## ZU BEARBEITENDE AUFGABEN
a) Gib aus dem Forumsthread über Fischfinder den Abschnitt zwischen „wer kann mir“ und „mit seinem Fischfinder??“, beide eingeschlossen, wortgetreu wieder.
b) Beantworte anhand des Forumsthreads über Fischfinder folgende Fragen:
(i) In welchem Gewässer angelt Steffen3601 nach eigener Aussage überwiegend?
(ii) Ab welchem ungefähren Preis ist das Lowrance X-51 laut HD4ever zu haben?
(iii) Welchen Abstrahlwinkel hat das Trifinder 2 laut Jirko?
━━━━━ AUSZUG AUS DER QUELLE ━━━━━
# Fischfinder



## Steffen3601 (13. Dezember 2004)

Hallihallo,

wer kann mir einen Fischfinder empfehlen. Ich kenne mich nicht so gut aus damit.

Hat jemand Erfahrung oder ist total zufrieden mit seinem Fischfinder??

Ich würde mich über eine Nachricht freuen.

LG von Dirk


----------



## Jirko (13. Dezember 2004)

*AW: Fischfinder*

moin dirk #h

schreib doch mal büdde was zu dem einsatzgebiet, an welchen gewässern du den fishfinder nutzen möchtest... dann gibt´s mit sicherheit auch´n büschen input  #h


----------



## HD4ever (13. Dezember 2004)

*AW: Fischfinder*

ich habe das* lowrance X-51* und bin damit sehr zufrieden !!!
 meiner Meinung nach ein gutes Universalgerät mit einem klasse Preis-,Leistungsverhältnis ( schon ab ca. 150 € ).... #6
 war zwar bisher nur im Süßwasser untergwegs aber ich denke im Salzwasser auch sehr gut, es sei denn die norwegischen tiefen Fjorde sollen ausgelotet werden, da wäre dann ein Gerät mir größerer Sendeleistung wohl doch besser ...


----------



## Steffen3601 (13. Dezember 2004)

*AW: Fischfinder*

Ja. Ups.

Also, ich angele ja überwiegend in der Ostsee. Ich denke, der Fischfinder sollte so bis 50 Meter schon nach Fischen sehen können.

LG


----------



## Jirko (13. Dezember 2004)

*AW: Fischfinder*

hallo steffen #h

wenn du wirklich nur im „flachen“ gefilden fischen möchtest, dann würde ich dir empehlen, das trifinder 2 von eagle in den focus zu nehmen  mit seiner sendeleistung von 1.500 watt auch im salzigen nass der ostsee bestens geeignet... ne respektable displaygröße von 240 x 160 bildpunkten... und ein unschlagbarer vorteil im vergleich zu anderen loten der lowrance-reihe: das trifinder hat nen abstrahlwinkel von 150°! und verfügt über die broadviewfunktion. der schwinger ist, konstruktionsbedingt, mit 3 schwingerelementen bestückt, welche echos vom linken teil des schwingers auf dem display mit einem L... vom rechten schwingerteil mit einem R... und vom mittleren ohne kennung darstellt. macht ergo eine exakte lokalisierung des fisches um ein vielfaches einfacher, zumal der 150er sendekegel optimal für die flachwasserpirsch geeignet ist.
━━━━━ ERFASSTE DATEN ━━━━━
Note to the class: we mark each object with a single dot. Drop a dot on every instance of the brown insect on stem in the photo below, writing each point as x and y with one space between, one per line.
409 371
━━━━━
## LÖSUNGEN DER AUFGABEN
a)
wer kann mir einen Fischfinder empfehlen. Ich kenne mich nicht so gut aus damit.

Hat jemand Erfahrung oder ist total zufrieden mit seinem Fischfinder??

b)
(i) In der Ostsee.
(ii) Ab ca. 150 €.
(iii) 150°.